What is expected: Carry on the piece below about Lindy Hop as a vernacular dance, starting right after its final sentence.

Text passage:
□ □ □ □
Marketing

Lindy Hop as Thoroughly Vernacular

I’m reading Sam Carroll’s thesis paper and came across the following (emphasis mine):
”Both Jackson and Malone draw on Ralph Ellison’s definition of African American vernacular dance, quoting the following passage from Going to the Territory:

I see the vernacular as a dynamic process in which the most refined styles from the past are continually merged with the play-it-by-eye-and-by-ear improvisations from which we invent in our efforts to control our environment and entertain ourselves. And this not only in language and literature, but in architecture and cuisine, in music, costume, and dance, and in tools and technology. In it the styles and techniques of the past are adjusted to the needs of the present, and in its integrative action the high styles of the past are democratized… Wherever we find the vernacular process operating we also find individuals who act as transmitters between it and earlier styles, tastes, and techniques. In the United States all social barriers are vulnerable to cultural styles (Ellison 139 – 41).’”

This is helping me now reconcile my complicated feelings toward labeling Lindy Hop as a vintage dance which Amy Johnson brought to the forefront last year when marketing for Ultimate Lindy Hop Showdown in New Orleans. Here is now a smattering of thoughts from me and others as it relates to Lindy Hop as a traditional dance - “traditional meaning, something that is rooted in tradition, but wholly alive. Of the now, but with some of the old ways preserved in order to connect it to the culture from which it came.”:

  • Notes from a conversation with Gaby Cook about the ideas behind Sw!ng Out and you can learn more through this NY Times article - Swingout! is a modern anthopological exhibition about how swing dancing is a form of humanity. Wants to be a display of swing dance in modern bodies/modern clothes and doing things that feel true to the dancers' bodies.

  • As dancers we are asked to bring ourselves into the dance including our entire lived-in experience. Teachers ought to be asking students to explore their range of personal movement while social dancing inside or outside class while avoiding asking them to re-enact the teachers’ exact movement because Lindy Hop is real now and not just the past.

  • From my experience selling and wearing vintage clothing, vintage was always something plucked from a fixed time period. Lindy Hop, as any vernacular dance, is mutable as seen in Moncell Durden’s documentary, Everything Remains Raw, and continuously spans multiple generations. It seems this could play into the revival myth that places white saviorism and dance colonialism in the midst of Black stories that featured Lindy Hop as ongoing community dance practice.
□ □ □ □
Data section:
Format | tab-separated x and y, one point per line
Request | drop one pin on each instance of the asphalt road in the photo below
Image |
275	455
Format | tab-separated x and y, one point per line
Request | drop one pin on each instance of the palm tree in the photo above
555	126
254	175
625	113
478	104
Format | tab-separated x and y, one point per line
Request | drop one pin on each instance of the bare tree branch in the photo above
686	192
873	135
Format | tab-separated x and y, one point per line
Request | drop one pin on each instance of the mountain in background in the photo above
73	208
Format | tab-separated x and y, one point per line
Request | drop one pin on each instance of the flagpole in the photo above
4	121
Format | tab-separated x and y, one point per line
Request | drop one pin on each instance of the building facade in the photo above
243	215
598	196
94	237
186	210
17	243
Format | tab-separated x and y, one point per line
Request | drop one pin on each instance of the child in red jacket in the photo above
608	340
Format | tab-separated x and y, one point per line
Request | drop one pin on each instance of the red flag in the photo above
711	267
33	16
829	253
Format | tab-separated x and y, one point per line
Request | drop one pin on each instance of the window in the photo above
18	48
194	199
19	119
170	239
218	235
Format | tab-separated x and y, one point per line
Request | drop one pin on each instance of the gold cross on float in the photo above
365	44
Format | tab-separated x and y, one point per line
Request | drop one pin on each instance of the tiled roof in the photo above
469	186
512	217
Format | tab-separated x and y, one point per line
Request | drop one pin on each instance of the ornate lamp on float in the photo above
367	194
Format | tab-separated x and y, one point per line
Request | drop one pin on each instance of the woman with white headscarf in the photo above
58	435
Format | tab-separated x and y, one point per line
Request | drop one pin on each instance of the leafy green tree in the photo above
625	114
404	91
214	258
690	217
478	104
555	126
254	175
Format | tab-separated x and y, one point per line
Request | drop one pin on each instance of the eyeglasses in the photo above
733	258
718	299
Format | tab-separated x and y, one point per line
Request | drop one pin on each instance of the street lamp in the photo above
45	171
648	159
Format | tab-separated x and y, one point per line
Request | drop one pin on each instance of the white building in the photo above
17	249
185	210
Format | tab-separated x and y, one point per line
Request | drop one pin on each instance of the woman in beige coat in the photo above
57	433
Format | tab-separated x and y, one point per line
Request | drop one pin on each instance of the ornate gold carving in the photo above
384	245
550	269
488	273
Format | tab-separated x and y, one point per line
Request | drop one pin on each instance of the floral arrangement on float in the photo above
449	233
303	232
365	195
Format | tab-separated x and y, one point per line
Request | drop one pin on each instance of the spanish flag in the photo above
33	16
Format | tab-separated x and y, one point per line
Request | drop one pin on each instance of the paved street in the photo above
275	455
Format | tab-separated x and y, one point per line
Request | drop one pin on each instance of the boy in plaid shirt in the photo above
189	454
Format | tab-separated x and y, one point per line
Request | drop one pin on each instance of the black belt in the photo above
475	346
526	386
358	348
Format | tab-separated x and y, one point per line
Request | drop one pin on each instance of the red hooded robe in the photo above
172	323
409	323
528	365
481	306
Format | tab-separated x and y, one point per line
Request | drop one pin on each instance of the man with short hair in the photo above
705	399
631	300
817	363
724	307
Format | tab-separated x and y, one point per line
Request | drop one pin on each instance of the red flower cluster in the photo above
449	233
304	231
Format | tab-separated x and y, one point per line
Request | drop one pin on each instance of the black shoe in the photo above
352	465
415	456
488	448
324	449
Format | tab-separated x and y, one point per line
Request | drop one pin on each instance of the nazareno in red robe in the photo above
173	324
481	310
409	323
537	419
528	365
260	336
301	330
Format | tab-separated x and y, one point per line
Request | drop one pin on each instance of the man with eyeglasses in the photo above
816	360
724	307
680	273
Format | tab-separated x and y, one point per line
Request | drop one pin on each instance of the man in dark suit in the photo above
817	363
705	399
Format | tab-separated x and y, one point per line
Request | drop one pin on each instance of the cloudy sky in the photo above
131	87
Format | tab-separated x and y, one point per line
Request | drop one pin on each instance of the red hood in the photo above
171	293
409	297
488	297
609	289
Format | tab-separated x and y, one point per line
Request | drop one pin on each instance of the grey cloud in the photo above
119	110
□ □ □ □
Exercise answer:
  • Vintage also communicates very differently between Black/BIPOC and white communities. The idea of vintage can also play into the idea of time travel to an era when Black communities dealt with Jim Crow laws, segregation, and much much more which Grey Armstrong tackles here.

  • From a marketing standpoint, I want to appeal to wide demographics and want potential students to see themselves learning and dancing Lindy Hop. Vintage can be a barrier to entry as people might not want to dress vintage, do a dance that seems to be a reproduction, or do something deemed out-of-fashion.

  • If you were to look at comparable dances including blues, salsa, argentine tango, you’ll rarely if ever find them branding their dances as vintage though some have as long if not longer lineage than Lindy Hop. Again, why does Lindy Hop and its dance peers get the vintage treatment? One theory posits that by labeling a dance as being in the past or even “dead,” one can preserve and do with it as they see fit, therefore separating it from its originating culture.

Overall, I see this as a complicated subject and still want to include people where vintage plays a large role in their lifestyle. I do think labeling swing dances and music as vintage keeps them in the past while new swing content continues to be produced by both dancers and bands. To paraphrase what Rachael Pitner once wrote - To limit Lindy Hop being a “vintage” dance likely sterilizes it and hurts the art form.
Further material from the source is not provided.